__STATED PROBLEM__. Copy the records below exactly as they are written.

─── DATA PROVIDED ───

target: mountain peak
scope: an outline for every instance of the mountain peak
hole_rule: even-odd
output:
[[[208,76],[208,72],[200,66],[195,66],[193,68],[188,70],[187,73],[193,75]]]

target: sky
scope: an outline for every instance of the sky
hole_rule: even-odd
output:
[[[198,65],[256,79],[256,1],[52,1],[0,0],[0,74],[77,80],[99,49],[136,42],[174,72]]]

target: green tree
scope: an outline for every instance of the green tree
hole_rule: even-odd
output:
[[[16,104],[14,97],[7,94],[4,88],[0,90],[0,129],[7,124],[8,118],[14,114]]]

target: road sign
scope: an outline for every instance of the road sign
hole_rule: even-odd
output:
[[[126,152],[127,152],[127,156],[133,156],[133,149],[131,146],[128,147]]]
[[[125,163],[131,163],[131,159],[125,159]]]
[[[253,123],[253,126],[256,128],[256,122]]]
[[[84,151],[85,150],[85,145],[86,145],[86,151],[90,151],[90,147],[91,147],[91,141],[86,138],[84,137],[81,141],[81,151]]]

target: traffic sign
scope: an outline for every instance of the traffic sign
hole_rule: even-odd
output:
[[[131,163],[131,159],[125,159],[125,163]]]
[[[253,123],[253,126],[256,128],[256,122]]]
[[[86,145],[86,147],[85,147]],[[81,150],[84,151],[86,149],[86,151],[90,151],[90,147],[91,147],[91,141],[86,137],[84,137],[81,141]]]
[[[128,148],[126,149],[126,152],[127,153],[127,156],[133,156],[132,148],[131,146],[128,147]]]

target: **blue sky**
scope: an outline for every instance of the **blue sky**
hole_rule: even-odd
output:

───

__THE ANSWER__.
target: mountain peak
scope: an outline for every instance of the mountain peak
hole_rule: even-odd
output:
[[[208,76],[208,72],[200,66],[195,66],[193,68],[188,70],[187,73],[193,75]]]

target: sky
scope: an outline for every instance of the sky
hole_rule: even-odd
output:
[[[198,65],[256,79],[256,1],[52,1],[0,0],[0,74],[77,80],[99,49],[136,42],[174,72]]]

target: green tree
scope: an outline for every instance of the green tree
hole_rule: even-odd
output:
[[[16,104],[14,97],[7,94],[4,88],[0,90],[0,129],[7,124],[8,118],[14,114]]]

target: road sign
scope: an outline for every instance of the road sign
hole_rule: even-odd
output:
[[[126,152],[127,152],[127,156],[133,156],[133,149],[131,146],[128,147]]]
[[[125,163],[131,163],[131,159],[125,159]]]
[[[253,123],[253,126],[256,128],[256,122]]]
[[[84,151],[85,150],[85,145],[86,145],[86,151],[90,151],[90,147],[91,147],[91,141],[86,138],[84,137],[81,141],[81,151]]]

target: traffic sign
scope: an outline for every instance of the traffic sign
hole_rule: even-odd
output:
[[[131,163],[131,159],[125,159],[125,163]]]
[[[253,123],[253,126],[256,128],[256,122]]]
[[[86,145],[86,147],[85,147]],[[81,150],[84,151],[86,149],[86,151],[90,151],[90,147],[91,147],[91,141],[86,137],[84,137],[81,141]]]
[[[128,148],[126,149],[126,152],[127,153],[127,156],[133,156],[132,148],[131,146],[128,147]]]

target: **blue sky**
scope: an outline for every instance of the **blue sky**
hole_rule: even-odd
output:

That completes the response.